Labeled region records
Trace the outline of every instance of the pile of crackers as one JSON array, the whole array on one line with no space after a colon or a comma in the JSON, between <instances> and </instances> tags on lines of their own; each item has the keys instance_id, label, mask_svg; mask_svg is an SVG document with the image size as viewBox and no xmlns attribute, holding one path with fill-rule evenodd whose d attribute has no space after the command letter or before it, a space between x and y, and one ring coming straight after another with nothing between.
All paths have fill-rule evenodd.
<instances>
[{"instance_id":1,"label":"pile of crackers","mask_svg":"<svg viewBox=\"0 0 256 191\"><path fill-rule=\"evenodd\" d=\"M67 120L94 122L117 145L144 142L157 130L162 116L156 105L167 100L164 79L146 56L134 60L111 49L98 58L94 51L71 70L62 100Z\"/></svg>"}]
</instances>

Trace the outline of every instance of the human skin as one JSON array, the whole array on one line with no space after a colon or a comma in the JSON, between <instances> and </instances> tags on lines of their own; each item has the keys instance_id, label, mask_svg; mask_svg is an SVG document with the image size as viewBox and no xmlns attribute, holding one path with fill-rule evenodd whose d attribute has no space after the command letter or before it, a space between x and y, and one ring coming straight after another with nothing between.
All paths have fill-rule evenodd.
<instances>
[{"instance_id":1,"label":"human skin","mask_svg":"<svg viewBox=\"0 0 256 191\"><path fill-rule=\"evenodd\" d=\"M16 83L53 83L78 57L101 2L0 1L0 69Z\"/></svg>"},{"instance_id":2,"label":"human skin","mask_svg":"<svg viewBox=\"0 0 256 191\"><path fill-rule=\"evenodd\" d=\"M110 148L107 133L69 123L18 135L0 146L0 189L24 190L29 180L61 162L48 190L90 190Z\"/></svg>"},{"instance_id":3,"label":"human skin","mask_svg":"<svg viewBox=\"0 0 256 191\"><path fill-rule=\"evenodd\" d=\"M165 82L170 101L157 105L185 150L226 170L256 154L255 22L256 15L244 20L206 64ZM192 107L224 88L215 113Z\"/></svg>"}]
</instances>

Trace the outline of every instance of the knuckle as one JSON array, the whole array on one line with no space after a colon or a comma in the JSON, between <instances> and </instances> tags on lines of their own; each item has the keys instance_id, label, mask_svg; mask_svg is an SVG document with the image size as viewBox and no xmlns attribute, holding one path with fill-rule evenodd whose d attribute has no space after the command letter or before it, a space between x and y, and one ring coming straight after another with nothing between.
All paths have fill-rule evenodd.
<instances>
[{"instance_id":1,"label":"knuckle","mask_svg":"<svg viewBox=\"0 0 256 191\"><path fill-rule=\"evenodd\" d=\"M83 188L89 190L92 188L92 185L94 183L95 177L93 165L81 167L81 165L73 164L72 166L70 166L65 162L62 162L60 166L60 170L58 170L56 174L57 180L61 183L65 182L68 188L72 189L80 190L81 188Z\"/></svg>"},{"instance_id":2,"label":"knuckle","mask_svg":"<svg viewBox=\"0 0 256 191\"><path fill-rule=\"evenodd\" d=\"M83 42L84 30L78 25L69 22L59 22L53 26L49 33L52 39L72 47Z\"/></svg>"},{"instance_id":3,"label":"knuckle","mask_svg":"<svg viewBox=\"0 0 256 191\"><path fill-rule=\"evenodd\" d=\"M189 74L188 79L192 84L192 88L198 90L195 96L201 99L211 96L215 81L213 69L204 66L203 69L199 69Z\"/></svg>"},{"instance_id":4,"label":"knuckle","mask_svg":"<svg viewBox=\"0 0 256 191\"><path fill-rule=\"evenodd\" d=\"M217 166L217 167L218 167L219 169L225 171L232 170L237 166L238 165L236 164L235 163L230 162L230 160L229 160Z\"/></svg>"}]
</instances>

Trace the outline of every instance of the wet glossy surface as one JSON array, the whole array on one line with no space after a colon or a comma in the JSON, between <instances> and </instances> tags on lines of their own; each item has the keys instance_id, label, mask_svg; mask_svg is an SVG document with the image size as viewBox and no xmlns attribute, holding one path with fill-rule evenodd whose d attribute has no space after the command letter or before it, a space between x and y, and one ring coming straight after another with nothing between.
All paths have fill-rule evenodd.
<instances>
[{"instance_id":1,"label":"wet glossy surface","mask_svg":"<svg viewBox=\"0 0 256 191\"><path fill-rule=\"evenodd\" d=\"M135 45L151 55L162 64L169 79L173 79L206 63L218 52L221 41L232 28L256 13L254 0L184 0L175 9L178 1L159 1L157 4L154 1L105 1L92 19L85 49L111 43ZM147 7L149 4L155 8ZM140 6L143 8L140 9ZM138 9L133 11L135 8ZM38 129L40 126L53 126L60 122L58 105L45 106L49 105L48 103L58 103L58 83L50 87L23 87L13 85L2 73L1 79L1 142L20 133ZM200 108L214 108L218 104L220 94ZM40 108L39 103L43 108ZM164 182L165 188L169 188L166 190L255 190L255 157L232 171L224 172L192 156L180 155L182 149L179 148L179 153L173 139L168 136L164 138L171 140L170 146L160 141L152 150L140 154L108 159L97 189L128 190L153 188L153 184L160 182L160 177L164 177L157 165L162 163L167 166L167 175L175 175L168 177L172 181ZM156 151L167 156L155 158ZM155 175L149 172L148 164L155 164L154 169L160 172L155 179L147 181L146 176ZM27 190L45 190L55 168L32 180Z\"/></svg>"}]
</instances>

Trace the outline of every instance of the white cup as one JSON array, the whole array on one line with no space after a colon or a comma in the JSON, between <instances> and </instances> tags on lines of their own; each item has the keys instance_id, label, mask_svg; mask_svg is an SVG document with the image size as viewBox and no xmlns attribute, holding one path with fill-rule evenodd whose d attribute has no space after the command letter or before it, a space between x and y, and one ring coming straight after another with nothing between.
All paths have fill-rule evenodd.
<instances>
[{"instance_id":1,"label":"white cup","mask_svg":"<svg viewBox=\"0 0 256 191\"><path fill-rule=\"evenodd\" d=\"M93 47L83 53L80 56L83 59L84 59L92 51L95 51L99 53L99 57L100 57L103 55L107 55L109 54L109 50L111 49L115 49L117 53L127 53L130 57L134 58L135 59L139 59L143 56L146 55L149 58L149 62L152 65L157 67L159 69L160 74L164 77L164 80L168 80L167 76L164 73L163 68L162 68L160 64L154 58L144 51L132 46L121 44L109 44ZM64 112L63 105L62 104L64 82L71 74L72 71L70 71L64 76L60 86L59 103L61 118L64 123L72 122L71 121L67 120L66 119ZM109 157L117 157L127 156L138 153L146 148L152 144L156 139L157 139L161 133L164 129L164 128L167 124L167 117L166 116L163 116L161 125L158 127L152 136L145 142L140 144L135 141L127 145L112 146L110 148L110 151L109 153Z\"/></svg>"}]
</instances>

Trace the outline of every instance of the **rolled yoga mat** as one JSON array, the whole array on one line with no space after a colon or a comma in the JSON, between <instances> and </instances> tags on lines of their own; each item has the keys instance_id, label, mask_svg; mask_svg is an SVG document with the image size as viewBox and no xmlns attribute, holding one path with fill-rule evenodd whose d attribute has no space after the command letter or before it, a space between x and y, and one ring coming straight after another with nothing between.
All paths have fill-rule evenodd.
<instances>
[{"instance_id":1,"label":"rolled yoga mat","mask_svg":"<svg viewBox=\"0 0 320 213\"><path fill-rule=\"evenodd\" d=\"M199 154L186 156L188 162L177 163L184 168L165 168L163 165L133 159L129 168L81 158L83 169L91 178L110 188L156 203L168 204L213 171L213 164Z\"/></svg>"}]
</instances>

### Objective
Copy out the records word for word, starting at the line that contains "Trace the outline of every instance of the **rolled" and continuing through the last line of the records, with both ends included.

### Exercise response
Trace the outline of every instance of the **rolled yoga mat** as one JSON array, the whole array on one line with no space after a colon or a comma in the JSON, between <instances> and </instances> tags on lines of their own; each item has the keys instance_id, label, mask_svg; mask_svg is an SVG document with the image size as viewBox and no xmlns attribute, holding one path with fill-rule evenodd whose d attribute has no space after the command letter or before it, a space between x and y, and one ring coming straight after another with nothing between.
All paths have fill-rule evenodd.
<instances>
[{"instance_id":1,"label":"rolled yoga mat","mask_svg":"<svg viewBox=\"0 0 320 213\"><path fill-rule=\"evenodd\" d=\"M199 154L186 156L188 162L177 163L184 168L165 168L163 165L133 159L129 168L81 158L83 169L91 178L110 188L156 203L168 204L213 171L213 164Z\"/></svg>"}]
</instances>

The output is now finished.